__Exercise prompt__. Repeat the entries that follow from start to finish, keeping every character.

__Supplied information__.
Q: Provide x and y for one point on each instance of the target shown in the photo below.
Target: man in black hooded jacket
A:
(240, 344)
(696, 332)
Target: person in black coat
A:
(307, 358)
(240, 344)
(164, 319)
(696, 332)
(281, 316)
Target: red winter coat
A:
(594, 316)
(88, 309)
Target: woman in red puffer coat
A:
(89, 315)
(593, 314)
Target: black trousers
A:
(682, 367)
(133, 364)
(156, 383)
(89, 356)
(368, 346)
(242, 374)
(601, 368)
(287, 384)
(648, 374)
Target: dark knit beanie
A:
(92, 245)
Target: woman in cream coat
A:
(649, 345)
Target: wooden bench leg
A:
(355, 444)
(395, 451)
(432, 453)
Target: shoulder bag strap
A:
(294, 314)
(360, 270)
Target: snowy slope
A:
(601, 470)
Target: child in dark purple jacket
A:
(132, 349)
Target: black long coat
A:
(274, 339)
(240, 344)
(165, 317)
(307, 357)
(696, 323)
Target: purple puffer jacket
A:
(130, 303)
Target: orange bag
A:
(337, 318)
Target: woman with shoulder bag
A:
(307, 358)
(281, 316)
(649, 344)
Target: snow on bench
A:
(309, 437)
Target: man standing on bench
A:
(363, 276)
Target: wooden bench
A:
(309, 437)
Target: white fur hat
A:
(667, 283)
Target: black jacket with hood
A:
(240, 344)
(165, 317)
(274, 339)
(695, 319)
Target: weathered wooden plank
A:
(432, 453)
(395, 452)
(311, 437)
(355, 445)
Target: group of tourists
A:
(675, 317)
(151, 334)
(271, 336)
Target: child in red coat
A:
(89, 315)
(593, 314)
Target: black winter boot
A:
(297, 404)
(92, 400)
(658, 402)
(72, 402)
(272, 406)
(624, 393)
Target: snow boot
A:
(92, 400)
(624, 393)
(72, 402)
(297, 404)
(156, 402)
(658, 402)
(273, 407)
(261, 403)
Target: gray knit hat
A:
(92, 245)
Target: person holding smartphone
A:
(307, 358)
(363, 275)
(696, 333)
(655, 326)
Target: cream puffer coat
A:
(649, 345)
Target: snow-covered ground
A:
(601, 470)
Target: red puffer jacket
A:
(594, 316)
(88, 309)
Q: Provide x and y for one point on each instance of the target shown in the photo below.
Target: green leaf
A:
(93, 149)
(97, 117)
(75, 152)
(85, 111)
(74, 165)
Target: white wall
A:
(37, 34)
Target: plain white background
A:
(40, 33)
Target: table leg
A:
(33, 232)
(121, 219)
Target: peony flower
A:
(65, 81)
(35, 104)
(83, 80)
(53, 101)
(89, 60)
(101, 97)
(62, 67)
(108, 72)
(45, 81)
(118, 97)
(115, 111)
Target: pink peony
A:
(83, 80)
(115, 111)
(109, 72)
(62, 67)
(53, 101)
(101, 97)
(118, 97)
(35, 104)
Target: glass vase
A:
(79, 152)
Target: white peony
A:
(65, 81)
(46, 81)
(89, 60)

__Response box__.
Q: Provide x and y for one point on each instance of the target shown in the photo below.
Target: man in black hooded jacket
A:
(240, 344)
(696, 332)
Target: person in black coat
A:
(307, 358)
(240, 344)
(164, 319)
(696, 332)
(281, 316)
Target: red winter coat
A:
(594, 316)
(88, 309)
Target: woman in red puffer coat
A:
(89, 315)
(593, 314)
Target: black trousers
A:
(682, 367)
(133, 364)
(156, 383)
(89, 356)
(368, 346)
(242, 374)
(601, 368)
(287, 384)
(648, 374)
Target: dark knit beanie
A:
(92, 245)
Target: woman in cream coat
A:
(649, 345)
Target: wooden bench leg
A:
(355, 444)
(395, 451)
(432, 453)
Target: shoulder bag strap
A:
(294, 314)
(360, 270)
Target: snowy slope
A:
(601, 470)
Target: child in dark purple jacket
A:
(132, 349)
Target: black long coat
A:
(274, 339)
(240, 344)
(165, 317)
(307, 357)
(696, 323)
Target: purple puffer jacket
A:
(130, 303)
Target: orange bag
A:
(337, 318)
Target: woman with shoulder bag
A:
(307, 358)
(281, 316)
(649, 344)
Target: snow on bench
A:
(309, 437)
Target: man standing on bench
A:
(363, 276)
Target: wooden bench
A:
(309, 437)
Target: white fur hat
A:
(667, 283)
Target: black jacket with hood
A:
(240, 344)
(165, 317)
(274, 339)
(695, 319)
Target: weathered wooden plank
A:
(432, 453)
(395, 452)
(311, 437)
(355, 445)
Target: group of tourists
A:
(675, 317)
(151, 334)
(271, 336)
Target: child in red coat
A:
(89, 315)
(593, 314)
Target: black winter boot
A:
(297, 404)
(92, 400)
(658, 402)
(72, 402)
(272, 406)
(624, 393)
Target: snow boot
A:
(92, 400)
(624, 393)
(72, 402)
(297, 404)
(156, 402)
(658, 402)
(273, 407)
(261, 403)
Target: gray knit hat
A:
(92, 245)
Target: person holding smartphone
A:
(307, 358)
(363, 275)
(696, 333)
(655, 326)
Target: cream puffer coat
A:
(649, 345)
Target: snow-covered ground
A:
(601, 470)
Target: red puffer jacket
A:
(594, 316)
(88, 309)
Q: Provide x and y for one point on each instance of the target shown in the photo below.
Target: green leaf
A:
(93, 149)
(97, 117)
(75, 152)
(85, 111)
(74, 165)
Target: white wall
A:
(37, 34)
Target: plain white background
A:
(40, 33)
Target: table leg
A:
(33, 232)
(121, 219)
Target: peony flower
A:
(65, 81)
(35, 104)
(83, 80)
(53, 101)
(89, 60)
(101, 97)
(62, 67)
(108, 72)
(45, 81)
(118, 97)
(115, 111)
Target: pink peony
A:
(83, 80)
(115, 111)
(109, 72)
(62, 67)
(53, 101)
(101, 97)
(118, 97)
(35, 104)
Target: glass vase
A:
(79, 152)
Target: white peony
A:
(65, 81)
(46, 81)
(89, 60)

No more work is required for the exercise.